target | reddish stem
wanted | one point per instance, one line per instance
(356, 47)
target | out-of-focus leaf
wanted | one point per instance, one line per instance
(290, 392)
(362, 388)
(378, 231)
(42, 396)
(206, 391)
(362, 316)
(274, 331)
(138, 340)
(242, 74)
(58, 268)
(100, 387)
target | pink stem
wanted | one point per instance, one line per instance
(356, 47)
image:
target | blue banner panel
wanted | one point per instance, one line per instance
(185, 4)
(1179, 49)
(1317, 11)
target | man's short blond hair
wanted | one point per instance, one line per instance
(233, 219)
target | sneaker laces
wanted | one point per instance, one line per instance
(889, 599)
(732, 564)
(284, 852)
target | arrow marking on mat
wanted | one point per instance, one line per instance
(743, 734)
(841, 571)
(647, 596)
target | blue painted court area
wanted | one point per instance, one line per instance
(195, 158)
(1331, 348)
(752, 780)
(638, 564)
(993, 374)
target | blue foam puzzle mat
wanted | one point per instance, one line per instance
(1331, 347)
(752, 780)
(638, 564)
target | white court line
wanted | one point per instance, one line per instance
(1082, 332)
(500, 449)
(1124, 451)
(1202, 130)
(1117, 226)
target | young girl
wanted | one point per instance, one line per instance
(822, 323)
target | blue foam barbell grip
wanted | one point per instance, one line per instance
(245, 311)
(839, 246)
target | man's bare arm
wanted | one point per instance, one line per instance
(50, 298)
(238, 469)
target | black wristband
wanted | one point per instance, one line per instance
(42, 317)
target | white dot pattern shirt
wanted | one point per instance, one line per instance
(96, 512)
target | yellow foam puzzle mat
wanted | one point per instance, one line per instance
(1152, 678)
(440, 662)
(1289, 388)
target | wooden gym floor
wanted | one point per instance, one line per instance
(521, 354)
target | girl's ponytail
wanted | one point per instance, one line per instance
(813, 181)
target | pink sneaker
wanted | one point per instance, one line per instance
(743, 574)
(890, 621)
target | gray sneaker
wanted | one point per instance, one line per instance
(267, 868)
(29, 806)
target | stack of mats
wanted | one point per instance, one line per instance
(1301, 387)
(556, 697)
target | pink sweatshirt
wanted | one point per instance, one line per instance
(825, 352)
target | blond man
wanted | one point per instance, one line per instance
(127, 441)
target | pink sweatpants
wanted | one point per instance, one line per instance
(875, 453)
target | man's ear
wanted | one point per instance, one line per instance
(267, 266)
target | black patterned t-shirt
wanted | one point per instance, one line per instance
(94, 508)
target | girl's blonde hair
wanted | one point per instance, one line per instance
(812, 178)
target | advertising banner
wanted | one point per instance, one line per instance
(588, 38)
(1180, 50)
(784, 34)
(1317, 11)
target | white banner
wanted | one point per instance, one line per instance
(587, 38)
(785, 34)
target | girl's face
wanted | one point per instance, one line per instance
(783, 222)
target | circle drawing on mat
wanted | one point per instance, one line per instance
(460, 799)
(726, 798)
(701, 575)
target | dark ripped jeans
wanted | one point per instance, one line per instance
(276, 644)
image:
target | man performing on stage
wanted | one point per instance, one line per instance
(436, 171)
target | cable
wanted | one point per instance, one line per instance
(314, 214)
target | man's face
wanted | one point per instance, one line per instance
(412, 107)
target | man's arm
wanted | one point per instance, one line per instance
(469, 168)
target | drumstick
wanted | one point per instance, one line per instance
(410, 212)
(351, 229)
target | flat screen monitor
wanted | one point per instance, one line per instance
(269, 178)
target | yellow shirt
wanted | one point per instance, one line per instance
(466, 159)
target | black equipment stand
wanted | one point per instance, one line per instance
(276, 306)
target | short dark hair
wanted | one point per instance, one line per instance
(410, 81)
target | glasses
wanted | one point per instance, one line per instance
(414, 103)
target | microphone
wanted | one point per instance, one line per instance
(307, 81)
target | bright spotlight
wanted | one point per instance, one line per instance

------------------------------------

STATED GOAL
Please set out the lines above as a numbered list, leaving out any blank lines.

FINISHED EXERCISE
1. target | reddish stem
2. wanted | one point per instance, one line per instance
3. (356, 47)
4. target | out-of-focus leaf
5. wanted | one point per instance, one line per instance
6. (290, 392)
7. (362, 388)
8. (378, 231)
9. (42, 396)
10. (206, 391)
11. (362, 316)
12. (274, 331)
13. (138, 340)
14. (242, 74)
15. (58, 268)
16. (100, 387)
17. target | pink stem
18. wanted | one point per instance, one line per instance
19. (356, 47)
20. image:
21. target | blue banner panel
22. wanted | one point per instance, one line per instance
23. (185, 4)
24. (1179, 49)
25. (1317, 11)
26. target | man's short blond hair
27. wanted | one point per instance, one line per instance
28. (233, 219)
29. target | sneaker laces
30. wanted | one point per instance, one line per instance
31. (889, 599)
32. (732, 564)
33. (284, 852)
34. target | arrow marking on mat
35. wanted | one point per instance, one line per instance
36. (743, 734)
37. (841, 571)
38. (647, 596)
39. target | blue painted court area
40. wanted | one point per instance, one line per instance
41. (195, 158)
42. (1331, 348)
43. (752, 780)
44. (638, 564)
45. (993, 374)
46. target | blue foam puzzle mat
47. wanted | one point per instance, one line per instance
48. (1331, 347)
49. (752, 780)
50. (638, 564)
51. target | white court line
52. wanted | one point per instance, one line per instance
53. (1082, 332)
54. (500, 449)
55. (1124, 451)
56. (1202, 130)
57. (1117, 226)
58. target | young girl
59. wanted | one point per instance, one line per instance
60. (822, 323)
61. target | blue foam barbell grip
62. wanted | one point per instance, one line per instance
63. (245, 311)
64. (839, 246)
65. target | man's bare arm
66. wanted | one point per instance, one line per instance
67. (50, 298)
68. (238, 469)
69. target | black wristband
70. wanted | one point per instance, one line per instance
71. (42, 317)
72. target | white dot pattern shirt
73. wanted | one point per instance, one line per instance
74. (96, 512)
75. target | yellow foam puzzle mat
76. wanted | one point per instance, one line per instance
77. (1152, 678)
78. (440, 662)
79. (1289, 388)
80. target | wooden gym floor
81. wanted | one point per instance, one line per instance
82. (521, 354)
83. target | girl's ponytail
84. wanted | one point per instance, one line per instance
85. (813, 181)
86. target | pink sneaker
87. wanted | one point per instance, one line per instance
88. (743, 574)
89. (890, 621)
90. target | gray sneaker
91. wanted | one point per instance, one line per instance
92. (267, 868)
93. (29, 806)
94. target | stack of mats
95. wanted | one point per instance, one line per instance
96. (1301, 387)
97. (556, 697)
98. target | pink sweatshirt
99. wanted | one point per instance, one line per instance
100. (825, 352)
101. target | blond man
102. wanted | one point per instance, one line per instance
103. (127, 441)
104. target | pink sweatpants
105. wanted | one point per instance, one line per instance
106. (875, 453)
107. target | man's ear
108. wanted | one point per instance, one line per instance
109. (267, 266)
110. target | black patterned t-shirt
111. wanted | one point per instance, one line per instance
112. (94, 508)
113. target | girl's blonde hair
114. wanted | one point per instance, one line per instance
115. (812, 178)
116. target | advertising banner
117. wanted | one point per instance, one line per instance
118. (588, 38)
119. (1180, 50)
120. (784, 34)
121. (1317, 11)
122. target | white banner
123. wanted | one point per instance, one line per instance
124. (587, 38)
125. (785, 34)
126. target | girl's face
127. wanted | one point per instance, one line per instance
128. (783, 222)
129. target | circle drawing on mat
130. wanted | one point per instance, one line per instance
131. (460, 799)
132. (726, 798)
133. (701, 575)
134. target | dark ripped jeans
135. wanted | one point per instance, one line per instance
136. (276, 644)
137. image:
138. target | man performing on stage
139. wanted | one point per instance, one line per instance
140. (436, 171)
141. target | cable
142. wanted | one point per instance, one line per instance
143. (314, 214)
144. target | man's face
145. wanted | one point per instance, one line per instance
146. (412, 107)
147. target | man's arm
148. wanted | one point per instance, one line per instance
149. (469, 168)
150. target | drumstick
151. wanted | one point per instance, one line per instance
152. (410, 212)
153. (351, 229)
154. target | flat screen monitor
155. wanted | one point per instance, one line per instance
156. (269, 178)
157. target | yellow shirt
158. wanted | one point per instance, one line per instance
159. (466, 159)
160. target | black equipment stand
161. wanted | one point per instance, one line per instance
162. (276, 306)
163. target | short dark hair
164. wanted | one point per instance, one line per instance
165. (410, 81)
166. target | glasses
167. wanted | one point per instance, one line per instance
168. (414, 103)
169. target | microphone
170. wanted | one point per instance, one line per instance
171. (307, 81)
172. target | bright spotlight
173. wanted | one point per instance, one line per instance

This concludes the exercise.